▸ **GOAL OF THE EXERCISE**
Put every line of the listing below into a JSON list of strings, one string per line, skipping blank lines and leaving out the picture.

## start TASK INPUTS

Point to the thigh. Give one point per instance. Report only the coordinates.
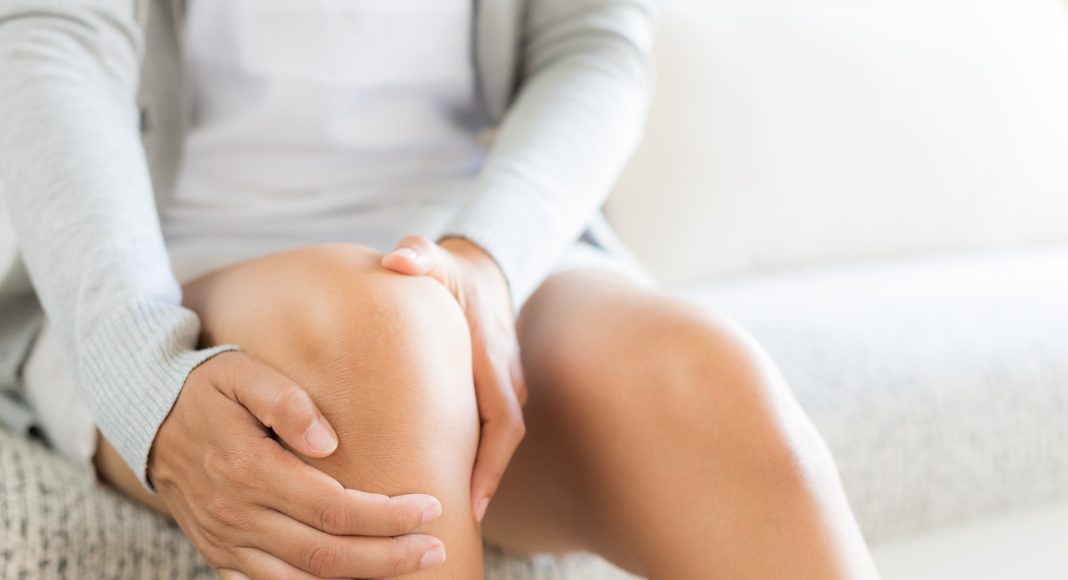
(609, 367)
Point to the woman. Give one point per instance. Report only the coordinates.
(375, 404)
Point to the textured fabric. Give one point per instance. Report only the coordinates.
(940, 385)
(57, 522)
(83, 122)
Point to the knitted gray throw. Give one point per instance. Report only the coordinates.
(57, 522)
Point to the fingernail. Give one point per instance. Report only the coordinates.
(407, 252)
(319, 438)
(433, 511)
(434, 557)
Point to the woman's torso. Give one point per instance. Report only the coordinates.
(322, 121)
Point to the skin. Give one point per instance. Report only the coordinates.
(658, 436)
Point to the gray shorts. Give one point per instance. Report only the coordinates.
(64, 418)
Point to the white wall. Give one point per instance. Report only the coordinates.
(788, 132)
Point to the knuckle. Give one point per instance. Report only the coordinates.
(231, 516)
(291, 400)
(331, 519)
(403, 517)
(320, 560)
(399, 557)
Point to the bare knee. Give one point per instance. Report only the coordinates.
(676, 377)
(385, 356)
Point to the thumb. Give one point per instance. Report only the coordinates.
(417, 255)
(280, 404)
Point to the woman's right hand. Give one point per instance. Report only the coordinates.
(254, 508)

## end TASK INPUTS

▸ **SOLUTION BELOW**
[
  "Point to the thigh. Give one point per instance. Report only the coordinates.",
  "(609, 367)",
  "Point to the woman. Give one point per instance. Report only the coordinates.",
  "(375, 404)",
  "Point to the textured fabric. Give one point per instance. Report only the coordinates.",
  "(940, 385)",
  "(57, 522)",
  "(83, 122)",
  "Point to the knitted gray throw. Give one point per instance. Report only the coordinates.",
  "(57, 522)",
  "Point to the fingernail. Give one point per instance. Report only the coordinates.",
  "(407, 252)",
  "(319, 438)",
  "(433, 511)",
  "(434, 557)",
  "Point to the woman's torso. Give one point per instance. Report only the coordinates.",
  "(322, 121)",
  "Point to the skin. Give one point per instance. Report only the coordinates.",
  "(658, 436)",
  "Point to the gray shorts. Give one point per instance. Report only the coordinates.",
  "(64, 418)",
  "Point to the white wall. Give one point per instance. Report only the coordinates.",
  "(788, 132)",
  "Point to the knuckle. Give one point per instance. Report only the coordinates.",
  "(231, 516)",
  "(291, 400)",
  "(331, 519)",
  "(403, 517)",
  "(320, 560)",
  "(399, 557)",
  "Point to the bare knee. Give one point per instance. Report only the coordinates.",
  "(676, 377)",
  "(385, 356)",
  "Point to the thumb. Give one point per instance. Report only the coordinates.",
  "(417, 255)",
  "(280, 404)",
  "Point to the woman's right hand. Give one point per instance. Report only the coordinates.",
  "(254, 508)"
]